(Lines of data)
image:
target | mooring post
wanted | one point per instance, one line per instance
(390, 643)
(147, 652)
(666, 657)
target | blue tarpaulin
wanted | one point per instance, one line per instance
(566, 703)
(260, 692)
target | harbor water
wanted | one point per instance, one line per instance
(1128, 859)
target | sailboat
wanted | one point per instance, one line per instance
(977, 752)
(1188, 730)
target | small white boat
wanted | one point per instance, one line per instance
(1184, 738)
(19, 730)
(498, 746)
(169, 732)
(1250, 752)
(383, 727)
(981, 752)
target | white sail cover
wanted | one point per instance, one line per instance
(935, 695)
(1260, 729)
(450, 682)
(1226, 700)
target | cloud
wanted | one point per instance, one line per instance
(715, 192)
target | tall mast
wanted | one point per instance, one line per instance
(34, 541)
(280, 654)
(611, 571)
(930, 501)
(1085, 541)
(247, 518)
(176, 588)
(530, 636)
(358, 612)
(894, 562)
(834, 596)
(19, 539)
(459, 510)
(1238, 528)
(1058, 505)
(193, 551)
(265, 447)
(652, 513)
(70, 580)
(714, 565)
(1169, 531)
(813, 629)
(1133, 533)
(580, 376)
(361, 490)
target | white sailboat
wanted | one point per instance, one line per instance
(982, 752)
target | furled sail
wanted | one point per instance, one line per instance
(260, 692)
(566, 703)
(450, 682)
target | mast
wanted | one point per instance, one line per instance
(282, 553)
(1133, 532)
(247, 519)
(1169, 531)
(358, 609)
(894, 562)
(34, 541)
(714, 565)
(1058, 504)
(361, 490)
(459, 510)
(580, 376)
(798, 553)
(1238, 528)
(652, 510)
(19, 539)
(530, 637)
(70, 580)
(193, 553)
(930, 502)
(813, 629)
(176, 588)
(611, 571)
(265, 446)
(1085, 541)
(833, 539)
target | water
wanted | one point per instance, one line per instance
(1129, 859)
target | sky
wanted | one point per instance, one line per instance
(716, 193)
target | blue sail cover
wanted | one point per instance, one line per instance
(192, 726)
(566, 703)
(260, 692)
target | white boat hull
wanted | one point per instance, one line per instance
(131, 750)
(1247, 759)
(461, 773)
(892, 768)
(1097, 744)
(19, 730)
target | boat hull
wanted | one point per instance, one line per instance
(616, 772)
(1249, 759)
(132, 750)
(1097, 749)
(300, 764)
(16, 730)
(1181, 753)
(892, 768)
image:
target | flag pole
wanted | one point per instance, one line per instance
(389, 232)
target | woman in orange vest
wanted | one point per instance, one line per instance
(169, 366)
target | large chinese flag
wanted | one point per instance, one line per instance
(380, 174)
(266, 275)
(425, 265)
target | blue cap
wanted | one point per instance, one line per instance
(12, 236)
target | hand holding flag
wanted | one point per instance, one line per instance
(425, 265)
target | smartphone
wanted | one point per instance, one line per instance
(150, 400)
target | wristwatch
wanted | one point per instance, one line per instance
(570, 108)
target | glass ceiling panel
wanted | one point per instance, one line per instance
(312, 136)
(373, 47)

◆ The request
Copy these lines word for word.

◆ Output of the task
image:
target | mooring post
wanted | one point per instance, one line per instance
(390, 643)
(147, 652)
(666, 657)
target | blue tarpaulin
wanted | one point per instance, one line per instance
(566, 703)
(260, 692)
target | harbor water
wanted | one point per instance, one line per instance
(1128, 859)
target | sailboat
wanted | one point per instance, one line per instance
(977, 752)
(1188, 730)
target | small white boat
wanted | one point per instance, one line per instance
(1184, 738)
(19, 730)
(498, 746)
(169, 732)
(1250, 752)
(383, 727)
(981, 752)
target | white sail cover
wanted | one point per instance, one line per instance
(935, 695)
(1260, 729)
(450, 682)
(1226, 700)
target | cloud
wanted | one point per instance, one line per instance
(715, 192)
target | tall mast
wanted | one point per instance, one line per instance
(34, 541)
(280, 654)
(611, 571)
(930, 501)
(1085, 541)
(247, 518)
(176, 588)
(530, 636)
(358, 612)
(894, 562)
(834, 596)
(19, 539)
(459, 510)
(1238, 528)
(1058, 505)
(193, 551)
(265, 447)
(652, 513)
(70, 580)
(714, 565)
(1169, 531)
(813, 629)
(1133, 533)
(580, 376)
(361, 490)
target | white sailboat
wanted | one point per instance, one line per instance
(982, 752)
target | furled sail
wanted | one point per instance, one line per instance
(260, 692)
(566, 703)
(450, 682)
target | mast
wanted | one point per instance, one line per instance
(282, 553)
(1133, 532)
(247, 519)
(1169, 531)
(358, 609)
(894, 562)
(34, 541)
(714, 565)
(1058, 504)
(361, 490)
(459, 510)
(580, 376)
(798, 553)
(1238, 528)
(652, 510)
(19, 539)
(530, 637)
(70, 580)
(193, 553)
(930, 502)
(813, 629)
(176, 588)
(611, 571)
(265, 446)
(1085, 541)
(833, 539)
target | water
wanted | one point per instance, one line per instance
(1129, 859)
target | sky
wanted | one point per instance, one line per instance
(716, 193)
target | blue sail cover
wanted | one point per instance, one line per instance
(192, 726)
(566, 703)
(260, 692)
target | white boat hull
wanted | one point per instance, one line per instance
(131, 750)
(1247, 759)
(461, 773)
(892, 768)
(1097, 744)
(19, 730)
target | boat hull
wanted | one point per instance, one line per instance
(616, 772)
(1249, 759)
(132, 750)
(1097, 749)
(300, 764)
(16, 730)
(1181, 753)
(892, 768)
image:
target | flag pole
wanted | one point per instance, one line per instance
(389, 232)
target | woman in orange vest
wanted | one point per instance, one line per instance
(169, 366)
target | large chinese flag
wanted | one point per instance, one line per instance
(380, 174)
(266, 275)
(425, 265)
target | blue cap
wanted | one point per instance, one line per instance
(12, 236)
target | hand holding flag
wanted | one point per instance, one line per instance
(425, 265)
target | smartphone
wanted | one point per instance, one line per instance
(150, 400)
target | wristwatch
wanted | one point per instance, one line per instance
(570, 108)
target | glass ceiling panel
wanted | one point per instance, one line per instance
(312, 136)
(373, 47)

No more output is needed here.